• Task prompt: Can you write out again every line from the one containing "Target: black dog" through the end of the lines, both ends included, raising each polygon coordinate by 26 and changing nothing else? Omit the pictures.

Shape boundary entries
+++

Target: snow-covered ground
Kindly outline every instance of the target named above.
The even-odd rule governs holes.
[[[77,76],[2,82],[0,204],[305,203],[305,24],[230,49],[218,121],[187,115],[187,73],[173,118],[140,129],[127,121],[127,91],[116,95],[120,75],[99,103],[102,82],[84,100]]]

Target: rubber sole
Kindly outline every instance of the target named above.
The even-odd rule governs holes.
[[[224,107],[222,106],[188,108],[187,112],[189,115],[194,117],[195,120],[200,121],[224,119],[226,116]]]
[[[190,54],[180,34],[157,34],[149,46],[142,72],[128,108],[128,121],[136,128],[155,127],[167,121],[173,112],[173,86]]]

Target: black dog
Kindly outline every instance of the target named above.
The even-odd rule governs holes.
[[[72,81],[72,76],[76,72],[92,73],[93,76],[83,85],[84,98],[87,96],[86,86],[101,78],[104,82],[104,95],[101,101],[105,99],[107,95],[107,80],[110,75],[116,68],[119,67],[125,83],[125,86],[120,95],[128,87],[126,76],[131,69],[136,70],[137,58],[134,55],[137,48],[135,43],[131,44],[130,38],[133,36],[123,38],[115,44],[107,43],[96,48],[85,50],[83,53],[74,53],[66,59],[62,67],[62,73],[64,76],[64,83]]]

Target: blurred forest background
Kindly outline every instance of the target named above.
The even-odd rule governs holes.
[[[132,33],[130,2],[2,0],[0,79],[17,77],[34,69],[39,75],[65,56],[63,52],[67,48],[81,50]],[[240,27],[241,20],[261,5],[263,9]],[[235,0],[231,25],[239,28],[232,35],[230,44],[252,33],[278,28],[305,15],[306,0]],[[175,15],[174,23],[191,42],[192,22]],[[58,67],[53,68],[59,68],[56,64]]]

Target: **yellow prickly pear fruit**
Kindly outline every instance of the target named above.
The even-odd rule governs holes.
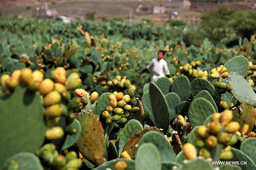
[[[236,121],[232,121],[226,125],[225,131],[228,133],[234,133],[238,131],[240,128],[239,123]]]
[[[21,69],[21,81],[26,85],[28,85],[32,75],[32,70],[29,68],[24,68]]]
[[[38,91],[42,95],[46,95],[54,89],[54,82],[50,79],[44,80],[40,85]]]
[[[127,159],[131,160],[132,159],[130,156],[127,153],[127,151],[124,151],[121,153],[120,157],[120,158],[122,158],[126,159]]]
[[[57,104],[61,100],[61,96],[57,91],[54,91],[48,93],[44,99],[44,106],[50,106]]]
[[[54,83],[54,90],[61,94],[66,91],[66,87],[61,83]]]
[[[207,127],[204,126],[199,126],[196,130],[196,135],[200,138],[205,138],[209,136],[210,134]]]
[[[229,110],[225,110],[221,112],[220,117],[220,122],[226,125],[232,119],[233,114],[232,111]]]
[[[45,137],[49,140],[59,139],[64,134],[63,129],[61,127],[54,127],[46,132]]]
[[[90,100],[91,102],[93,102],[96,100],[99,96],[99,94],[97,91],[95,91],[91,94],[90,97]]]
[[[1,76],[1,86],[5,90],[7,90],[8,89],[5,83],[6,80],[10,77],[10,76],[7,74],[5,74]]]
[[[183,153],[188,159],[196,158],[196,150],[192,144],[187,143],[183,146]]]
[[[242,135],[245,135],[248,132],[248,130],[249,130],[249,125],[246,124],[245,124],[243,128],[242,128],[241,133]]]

+++

• Solved problem:
Target: black dog
Kindly outline every instance of the target named above.
The even-odd rule governs holes.
[[[98,107],[98,102],[102,98],[118,99],[119,102],[109,111],[110,124],[113,122],[112,112],[127,104],[130,108],[130,121],[127,127],[131,125],[133,121],[133,106],[136,101],[142,94],[145,93],[151,109],[151,112],[146,121],[154,113],[152,102],[157,95],[162,96],[163,84],[160,81],[163,74],[161,69],[157,70],[156,64],[159,62],[149,64],[141,70],[133,69],[122,74],[111,76],[109,79],[100,79],[92,85],[88,93],[88,99],[90,102],[90,109]]]

Target: blurred forest background
Kindly outline every instance of the target named above.
The even-odd rule governs holes.
[[[158,59],[156,28],[28,26],[26,105],[43,103],[60,95],[65,101],[91,82],[89,78],[93,74],[107,76]],[[266,53],[267,46],[287,31],[289,35]],[[261,26],[257,51],[265,54],[258,61],[256,70],[278,59],[304,54],[331,41],[332,26]],[[201,41],[200,49],[217,68],[218,48]],[[84,93],[79,94],[85,94],[82,90]]]

Target: **yellow prickly pear fruit**
Kindly outline every instance of the target named above.
The even-odd rule governs holes.
[[[262,147],[258,147],[252,151],[251,157],[254,159],[260,159],[264,157],[266,154],[265,149]]]
[[[47,95],[47,107],[52,111],[54,111],[58,101],[58,96],[55,94],[50,94]]]
[[[64,117],[68,121],[72,121],[80,115],[80,108],[76,105],[70,106],[66,111]]]
[[[153,185],[157,186],[158,185],[156,182],[153,179],[153,177],[150,177],[147,179],[146,183],[146,184],[148,184],[152,185]]]
[[[83,130],[87,126],[87,122],[83,117],[80,117],[74,119],[70,125],[70,132],[76,132]]]
[[[80,109],[80,116],[87,120],[92,117],[92,113],[87,109]]]
[[[233,153],[230,152],[225,152],[222,156],[222,161],[226,164],[231,164],[235,162],[236,160]]]
[[[255,136],[251,136],[247,138],[246,143],[246,148],[252,151],[258,145],[259,140],[258,137]]]
[[[71,163],[75,166],[85,165],[90,160],[89,155],[87,153],[80,153],[72,158]]]
[[[116,126],[117,128],[119,128],[122,126],[125,122],[125,120],[123,117],[121,117],[117,120],[116,123]]]
[[[27,102],[27,112],[31,116],[33,116],[34,115],[31,109],[32,106],[36,103],[36,102],[33,100],[31,100]]]
[[[209,179],[214,185],[222,184],[222,176],[218,170],[213,169],[209,172]]]
[[[268,161],[271,161],[274,158],[274,156],[275,156],[275,151],[272,150],[271,150],[269,154],[268,154],[267,159]]]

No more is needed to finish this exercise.